Воспоминания (страница 4)
<Я могу воровать их. Вероятно, мог бы убить.
Они это чувствуют.>
Я столько их любил, что они наконец стали любить меня ответно.
Книги, как сочные плоды, лопаются у меня в руках и, подобно волшебным цветам, раскрывают свои лепестки, неся оплодотворяющую строчку мысли, наводящее слово, подтверждающую цитату, убеждающую иллюстрацию.
В подборе их я капризен.
И они охотно идут мне навстречу.
* * *
Они роковым образом берут меня в кольцо.
Когда-то одна лишь комната мыслилась опоясанной книгами.
Но шаг за шагом комната за комнатой начинают обвиваться книжным обручем.
Вот после «библиотеки» охвачен кабинет, вот после кабинета – стенки спальни.
Честертона как-то приглашали прочесть реферат.
«О чем мне читать?» – спросил он, приехав на место.
«О чем хотите – хотя бы о зонтиках».
И Честертон строит реферат на расширяющейся картине волос, прикрывающих мысли, шляпах, прикрывающих волосы, зонтиках, покрывающих всё.
…Так иногда мне видятся мои комнаты.
Токи движутся от клеточек серого вещества мозга через черепную коробку в стенки шкафов, сквозь стенки шкафов – в сердцевину книг.
Неправда! Нигде нет стенок шкафов – я держу их в открытых полках, и в ответ на ток мыслей они рвутся к голове.
Иногда сильнее алчность излучения к ним.
Иногда сильнее заражающая сила, несущаяся сквозь их корешки.
Кажешься сам себе новым святым Себастьяном, пронизанным стрелами, идущими с полок.
А черепной коробкой кажется уже не маленький костяной шарик, включающий осколки отражений, как монада Лейбница, отражающая, но рисуются наружные стены самой комнаты, а слои книг, распластанные по их поверхности, – лишь расширяющимися наслоениями внутри самой головы.
И при всем этом книги уж вовсе не такие необыкновенные, неожиданные, скорее, в своих сочетаниях, а не в их букинистической, коллекционерской или декорационной диковинности.
И разве что неканоничностью набора и полным отсутствием того, что положено иметь!
И часто ценны они мне не столько сами по себе, как комплекс представлений, которыми они окутаны для меня, а в результате случайной иногда странички, зажатой безразличием неинтересных глав, отдельной строчки, затерянной среди страниц, занятых совсем другими проблемами.
Г. Ибсен
И вязкость этой «ауры», этих излучений (или туманностей?), роящихся вокруг самих виновников (и чем они ценнее мне самих творений), почти материализуется в подобие паутины, среди которой скользишь, боясь задеть ее или порвать, как тонкие и трепетные нити ассоциаций. И кажешься себе подобием мудрецов с Лапуты, трепещущих за сохранность своих паутин.
Иногда полуискренние доброжелатели старательно доказывают мне, что это вовсе не паутина, но что это – натянутые струны колючей проволоки, отгораживающей меня книжной мудростью от живой действительности.

**Материал:**
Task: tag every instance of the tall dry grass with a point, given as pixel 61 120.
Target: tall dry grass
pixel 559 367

**Задания для выполнения:**
A. Перепечатайте из текста о книгах фрагмент от слов «И они охотно» до слов «кабинета – стенки спальни.» включительно.
B. Приведите продолжение текста о книгах, начиная сразу после его последнего предложения.
Материал никак не связан с текстом о книгах.

**Ожидаемые результаты:**
A.
И они охотно идут мне навстречу.
* * *
Они роковым образом берут меня в кольцо.
Когда-то одна лишь комната мыслилась опоясанной книгами.
Но шаг за шагом комната за комнатой начинают обвиваться книжным обручем.
Вот после «библиотеки» охвачен кабинет, вот после кабинета – стенки спальни.

B.
Доброжелатели эти полуискренни, и истинность их утверждений полуправдива.
Таковы же и придирки касательно обилия цитат.
Цитаты! Цитаты! Цитаты!
Кто-то сказал: «Лишь тот, кто боится никогда не быть процитированным, сам избегает цитат».
Цитаты! Цитаты! Цитаты!
Еще князь Курбский, этот элегантный автор трактата о знаках препинания, а в остальном изменник родины, корил царя Ивана Грозного за цитаты.
Цитирую: «Из столь многих священных слов нахватано, и те с большой яростью и лютостью, не строками и не стихами, как в обычае у искусных ученых (если кому-нибудь случится о чем писать, то в кратких словах, большой разум заключающих), но слишком, сверх меры, излишне и бранчливо – целыми книгами, паремиями целыми и посланиями!»
Но цитата цитате рознь.
Цитата может быть блиндажом для начетчика, прячущего свое незнание или благополучие за цитату авторитета.
<Испанский гранд>
Цитаты могут быть безжизненной компиляцией.
Я понимаю цитаты как пристяжные справа и слева от скачущего коренника.
Иногда они заносят, но помогают мчать соображение разветвленным вширь, подкрепленным параллельным бегом.
Лишь бы не упустить вожжи!
Но – ни боже мой! – когда цитата идет цитате в затылок нудным цугом!
* * *
По цитатам никогда ничего не создашь и не выстроишь.
Надо строить до конца, крепко войдя в конкретность явления,
и… глядь… цитаты сами придут и вложатся куда надо: помогут живому току течь закономерно.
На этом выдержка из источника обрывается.